PASSAGE TO READ:
=== Section Start ===
Find out more: www.thehistoryproject.com
GIFT is a gallery; a ‘digital giving’ gallery that celebrates the act of giving and how it connects us as families, friends, colleagues and neighbours, through the things that we give and the things that we receive.
Through a practical workshop process in residential homes, elderly residents will be encouraged to ‘digitally give’ something to GIFT helping create a unique new website and resource. This could be a precious vase, a souvenir from a holiday or perhaps a family hierloom or their ‘gift’ may be something less tangible; a piece of advice, a story or even a cautionary tale.
GIFT is about celebrating the lives, stories and experiences of older people, the team behind GIFT hope it will:
• Act as a digital tool for engaging older people; particularly those in residential and nursing homes.
• Encourage older people to contribute and share their stories and photographs and so start an on-line conversation with other older people across the UK.
• Be simple and easy to use for older people, families, and care-workers.
• Capture the beauty of everyday objects through photography and story, that celebrates their detail, meaning and common purpose for us all, whilst sharing their owners own unique relationship.
Find out more – http://www.giftproject.org.uk/
Vintage communities bring people together to find local solutions to local problems.
Staff at Vintage Communities work intensively in small areas (usually a ward or smaller) for 6-9 months. They gather enthusiasts, older people, local representatives of clubs and societies together, and act as a facilitator to help the group map their local assets and problems. Older people in the group then take the lead on designing and delivering new initiatives to improve their community.
The first Vintage Community was set up in Balham in 2011 where the group has hosted a street party and an event where neighbours show what they have to offer to others for example cooking, dog walking and teaching a foreign language.
The ultimate goal is for the community group itself to function independently, and so in time staff at Vintage Communities move on to support another community to get started.
=== Section End ===
EXERCISE TASKS:
(A) Reproduce the part of the passage on projects for older people starting at "The first Vintage" and ending at "a foreign language.".
(B) Answer these questions from the passage on projects for older people, marking each answer with its numeral:
(i) Where and in what year was the first Vintage Community set up?
(ii) For how long do Vintage Communities staff work intensively in an area?
(iii) What less tangible gifts might residents give to GIFT?
(C) Summarize the passage on projects for older people in two sentences.

DATA FOR REVIEW:
=== Section Start ===
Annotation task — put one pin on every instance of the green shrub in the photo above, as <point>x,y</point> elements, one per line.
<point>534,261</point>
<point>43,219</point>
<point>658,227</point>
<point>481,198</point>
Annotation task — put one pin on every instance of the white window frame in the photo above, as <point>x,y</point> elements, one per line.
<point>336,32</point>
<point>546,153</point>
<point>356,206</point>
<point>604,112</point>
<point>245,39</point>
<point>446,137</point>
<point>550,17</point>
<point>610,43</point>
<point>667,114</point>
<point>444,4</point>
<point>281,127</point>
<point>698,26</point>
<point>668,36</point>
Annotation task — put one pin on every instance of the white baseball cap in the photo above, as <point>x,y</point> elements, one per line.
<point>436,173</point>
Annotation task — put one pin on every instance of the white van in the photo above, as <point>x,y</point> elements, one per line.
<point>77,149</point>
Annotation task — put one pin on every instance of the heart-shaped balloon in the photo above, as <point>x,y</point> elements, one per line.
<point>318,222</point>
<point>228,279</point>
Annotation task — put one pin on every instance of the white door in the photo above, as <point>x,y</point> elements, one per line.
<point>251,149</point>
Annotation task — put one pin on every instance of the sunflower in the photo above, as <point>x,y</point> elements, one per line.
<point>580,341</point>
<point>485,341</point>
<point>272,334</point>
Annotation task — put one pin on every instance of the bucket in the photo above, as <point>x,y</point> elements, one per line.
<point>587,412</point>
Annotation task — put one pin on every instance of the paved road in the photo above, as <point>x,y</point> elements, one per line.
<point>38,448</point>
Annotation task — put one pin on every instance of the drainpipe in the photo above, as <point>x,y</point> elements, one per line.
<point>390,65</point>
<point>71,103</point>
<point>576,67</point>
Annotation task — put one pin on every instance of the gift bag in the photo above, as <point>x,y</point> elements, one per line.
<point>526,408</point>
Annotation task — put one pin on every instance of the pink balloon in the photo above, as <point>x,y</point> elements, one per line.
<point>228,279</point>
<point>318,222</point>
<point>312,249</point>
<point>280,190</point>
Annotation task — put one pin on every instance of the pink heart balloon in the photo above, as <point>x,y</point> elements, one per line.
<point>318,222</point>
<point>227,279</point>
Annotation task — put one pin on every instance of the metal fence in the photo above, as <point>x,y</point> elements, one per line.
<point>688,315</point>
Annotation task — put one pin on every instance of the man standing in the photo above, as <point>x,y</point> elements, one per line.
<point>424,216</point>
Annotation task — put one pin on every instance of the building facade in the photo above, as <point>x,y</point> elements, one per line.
=== Section End ===
=== Section Start ===
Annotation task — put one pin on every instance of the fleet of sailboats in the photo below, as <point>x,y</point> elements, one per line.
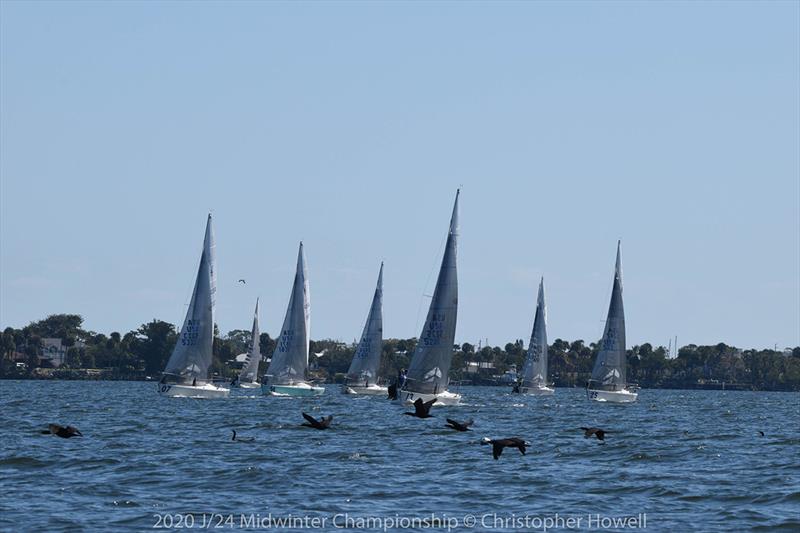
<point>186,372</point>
=== Section End ===
ANSWERS TO THE EXERCISES:
(A)
The first Vintage Community was set up in Balham in 2011 where the group has hosted a street party and an event where neighbours show what they have to offer to others for example cooking, dog walking and teaching a foreign language.

(B)
(i) In Balham, in 2011.
(ii) For 6-9 months.
(iii) A piece of advice, a story, or even a cautionary tale.

(C) GIFT is a "digital giving" gallery where elderly residents of residential homes, through practical workshops, contribute objects or less tangible gifts such as advice and stories, creating a website that celebrates the lives and experiences of older people. Vintage Communities staff work intensively in small areas for 6-9 months to help groups of older people and local representatives map local assets and problems and lead new initiatives, with the goal of the group eventually functioning independently.